start Input material
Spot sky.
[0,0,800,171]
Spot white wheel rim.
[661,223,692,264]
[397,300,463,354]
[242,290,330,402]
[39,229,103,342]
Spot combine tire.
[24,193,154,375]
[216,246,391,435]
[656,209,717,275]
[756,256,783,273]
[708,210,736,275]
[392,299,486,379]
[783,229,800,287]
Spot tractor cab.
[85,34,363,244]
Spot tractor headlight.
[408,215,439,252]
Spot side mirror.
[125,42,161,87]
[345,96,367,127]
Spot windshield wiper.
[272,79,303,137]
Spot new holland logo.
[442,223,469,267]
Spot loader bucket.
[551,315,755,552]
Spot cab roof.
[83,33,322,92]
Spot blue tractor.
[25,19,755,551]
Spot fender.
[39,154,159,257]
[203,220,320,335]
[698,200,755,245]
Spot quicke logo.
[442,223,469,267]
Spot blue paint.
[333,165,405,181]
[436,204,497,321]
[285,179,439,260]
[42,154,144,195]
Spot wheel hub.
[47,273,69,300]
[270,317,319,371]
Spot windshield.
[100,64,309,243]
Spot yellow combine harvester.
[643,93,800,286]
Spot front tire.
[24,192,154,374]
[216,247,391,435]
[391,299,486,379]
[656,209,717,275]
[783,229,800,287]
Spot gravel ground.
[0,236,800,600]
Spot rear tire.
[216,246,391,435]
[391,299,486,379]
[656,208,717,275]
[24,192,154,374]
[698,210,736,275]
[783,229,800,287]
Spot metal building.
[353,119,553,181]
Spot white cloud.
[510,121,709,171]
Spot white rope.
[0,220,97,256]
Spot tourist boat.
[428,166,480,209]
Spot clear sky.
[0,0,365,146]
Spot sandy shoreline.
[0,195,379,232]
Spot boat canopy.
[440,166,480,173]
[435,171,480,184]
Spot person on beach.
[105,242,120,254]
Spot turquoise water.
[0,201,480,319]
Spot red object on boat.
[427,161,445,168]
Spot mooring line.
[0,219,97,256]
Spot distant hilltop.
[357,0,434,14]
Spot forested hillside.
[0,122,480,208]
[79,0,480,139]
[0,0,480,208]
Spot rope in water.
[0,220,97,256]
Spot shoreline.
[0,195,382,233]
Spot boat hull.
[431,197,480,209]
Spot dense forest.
end Input material
Rewrite all of the rows above, replacing "tourist boat" with "excursion boat" and leaving everything else unchanged.

Spot sky.
[0,0,800,171]
Spot white wheel rim.
[661,223,692,264]
[397,300,463,354]
[242,290,330,402]
[39,229,103,342]
Spot combine tire.
[24,193,154,375]
[216,246,391,435]
[656,209,717,275]
[756,256,783,273]
[708,210,736,275]
[392,299,486,379]
[783,229,800,287]
Spot tractor cab.
[85,34,363,244]
Spot tractor headlight.
[408,215,439,252]
Spot side mirror.
[125,42,161,87]
[345,96,367,127]
Spot windshield wiper.
[272,79,303,137]
Spot new holland logo.
[442,223,469,267]
Spot loader bucket.
[551,315,755,552]
Spot cab roof.
[83,33,322,92]
Spot blue tractor.
[25,19,755,551]
Spot fender.
[39,154,159,257]
[203,220,320,335]
[698,200,755,245]
Spot quicke logo.
[442,223,469,267]
Spot blue paint.
[333,165,405,181]
[436,204,497,321]
[285,179,439,260]
[42,154,144,195]
Spot wheel hub.
[47,273,69,300]
[270,317,319,371]
Spot windshield.
[100,64,309,243]
Spot yellow combine harvester.
[643,93,800,286]
Spot front tire.
[24,192,154,374]
[216,247,391,435]
[391,299,486,379]
[656,209,717,275]
[783,229,800,287]
Spot gravel ground.
[0,236,800,600]
Spot rear tire.
[216,246,391,435]
[391,299,486,379]
[656,208,717,275]
[24,192,154,374]
[698,210,736,275]
[783,229,800,287]
Spot metal building.
[353,119,553,181]
Spot white cloud.
[510,121,709,171]
Spot white rope.
[0,220,97,256]
Spot excursion boat.
[428,166,480,209]
Spot clear sky.
[0,0,365,146]
Spot sandy shoreline.
[0,195,379,232]
Spot boat canopy.
[440,166,480,173]
[435,171,480,184]
Spot person on beach.
[105,242,120,254]
Spot turquoise water.
[0,201,480,319]
Spot red object on boat.
[427,161,445,168]
Spot mooring line.
[0,219,97,256]
Spot distant hilltop.
[357,0,434,14]
Spot forested hillside.
[0,122,480,208]
[79,0,480,139]
[0,0,480,208]
Spot rope in water.
[0,220,97,256]
Spot shoreline.
[0,195,382,233]
Spot boat hull.
[431,197,480,209]
Spot dense forest.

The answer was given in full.